> _Data for this exercise_
....

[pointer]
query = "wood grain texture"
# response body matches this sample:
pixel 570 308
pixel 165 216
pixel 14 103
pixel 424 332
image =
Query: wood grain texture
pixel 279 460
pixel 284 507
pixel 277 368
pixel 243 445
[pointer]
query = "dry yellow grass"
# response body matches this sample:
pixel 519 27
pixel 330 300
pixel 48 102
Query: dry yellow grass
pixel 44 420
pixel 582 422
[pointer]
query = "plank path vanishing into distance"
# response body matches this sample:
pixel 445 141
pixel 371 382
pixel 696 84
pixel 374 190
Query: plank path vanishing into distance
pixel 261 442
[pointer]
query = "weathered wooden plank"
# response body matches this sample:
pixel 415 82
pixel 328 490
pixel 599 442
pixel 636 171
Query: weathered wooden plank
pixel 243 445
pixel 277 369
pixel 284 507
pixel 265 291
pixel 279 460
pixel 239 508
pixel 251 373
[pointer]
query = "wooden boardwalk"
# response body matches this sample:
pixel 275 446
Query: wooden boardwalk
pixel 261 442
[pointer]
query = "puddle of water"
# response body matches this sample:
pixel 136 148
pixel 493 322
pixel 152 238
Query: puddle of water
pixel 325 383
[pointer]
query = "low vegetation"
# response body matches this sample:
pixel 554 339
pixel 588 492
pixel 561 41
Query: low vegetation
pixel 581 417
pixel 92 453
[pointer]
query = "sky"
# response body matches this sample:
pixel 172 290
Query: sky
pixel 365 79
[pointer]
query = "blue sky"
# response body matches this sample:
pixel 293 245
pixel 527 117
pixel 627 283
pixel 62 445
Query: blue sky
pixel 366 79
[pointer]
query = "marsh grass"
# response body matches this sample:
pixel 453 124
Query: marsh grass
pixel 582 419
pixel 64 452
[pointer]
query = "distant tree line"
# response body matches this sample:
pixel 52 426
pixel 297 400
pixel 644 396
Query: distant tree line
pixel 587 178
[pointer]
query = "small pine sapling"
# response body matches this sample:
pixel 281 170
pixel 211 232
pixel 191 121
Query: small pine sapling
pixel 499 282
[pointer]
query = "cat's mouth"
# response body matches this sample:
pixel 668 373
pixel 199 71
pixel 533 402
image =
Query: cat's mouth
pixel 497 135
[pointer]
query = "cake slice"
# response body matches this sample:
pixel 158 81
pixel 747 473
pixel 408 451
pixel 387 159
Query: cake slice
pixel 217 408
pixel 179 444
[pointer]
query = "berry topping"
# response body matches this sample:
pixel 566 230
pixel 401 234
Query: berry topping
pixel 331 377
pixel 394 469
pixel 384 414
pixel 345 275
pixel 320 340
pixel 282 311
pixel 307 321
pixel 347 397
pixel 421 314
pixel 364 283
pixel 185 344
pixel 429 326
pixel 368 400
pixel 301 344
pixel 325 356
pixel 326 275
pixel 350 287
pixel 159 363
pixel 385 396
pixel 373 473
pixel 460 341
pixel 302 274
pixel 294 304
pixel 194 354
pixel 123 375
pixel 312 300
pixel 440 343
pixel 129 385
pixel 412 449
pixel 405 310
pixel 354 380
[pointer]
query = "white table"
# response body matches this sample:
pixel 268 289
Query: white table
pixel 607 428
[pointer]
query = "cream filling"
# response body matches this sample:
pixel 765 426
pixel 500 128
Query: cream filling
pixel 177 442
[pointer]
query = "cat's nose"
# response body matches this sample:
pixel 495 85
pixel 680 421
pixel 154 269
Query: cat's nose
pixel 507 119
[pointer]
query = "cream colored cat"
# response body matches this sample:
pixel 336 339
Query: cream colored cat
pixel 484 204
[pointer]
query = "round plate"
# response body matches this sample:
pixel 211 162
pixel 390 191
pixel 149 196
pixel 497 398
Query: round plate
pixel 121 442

....

> _Required task_
Give the material from its first line up to and including the line that contains "pixel 325 383" as a numbered list, leaving out any blank lines.

> _Exercise result_
1. [pointer]
2. query = "wood grain texture"
3. # response body matches this sample:
4. pixel 570 308
5. pixel 165 216
6. pixel 14 103
7. pixel 424 332
8. image =
9. Query: wood grain texture
10. pixel 279 460
11. pixel 284 507
12. pixel 277 368
13. pixel 243 445
14. [pointer]
15. query = "dry yellow grass"
16. # response body matches this sample:
17. pixel 519 27
18. pixel 330 300
19. pixel 48 102
20. Query: dry yellow grass
21. pixel 44 420
22. pixel 582 422
23. [pointer]
24. query = "plank path vanishing into distance"
25. # response body matches this sample:
26. pixel 445 141
27. pixel 371 382
28. pixel 696 84
29. pixel 374 190
30. Query: plank path vanishing into distance
31. pixel 261 442
32. [pointer]
33. query = "weathered wooden plank"
34. # response body matches this sample:
35. pixel 415 82
36. pixel 328 490
37. pixel 599 442
38. pixel 636 171
39. Query: weathered wooden plank
40. pixel 243 445
41. pixel 277 369
42. pixel 284 507
43. pixel 265 291
44. pixel 279 460
45. pixel 239 508
46. pixel 251 373
47. [pointer]
48. query = "wooden boardwalk"
49. # response body matches this sample:
50. pixel 275 446
51. Query: wooden boardwalk
52. pixel 261 442
53. [pointer]
54. query = "puddle of water"
55. # response body matches this sample:
56. pixel 136 148
57. pixel 493 322
58. pixel 152 238
59. Query: puddle of water
60. pixel 325 383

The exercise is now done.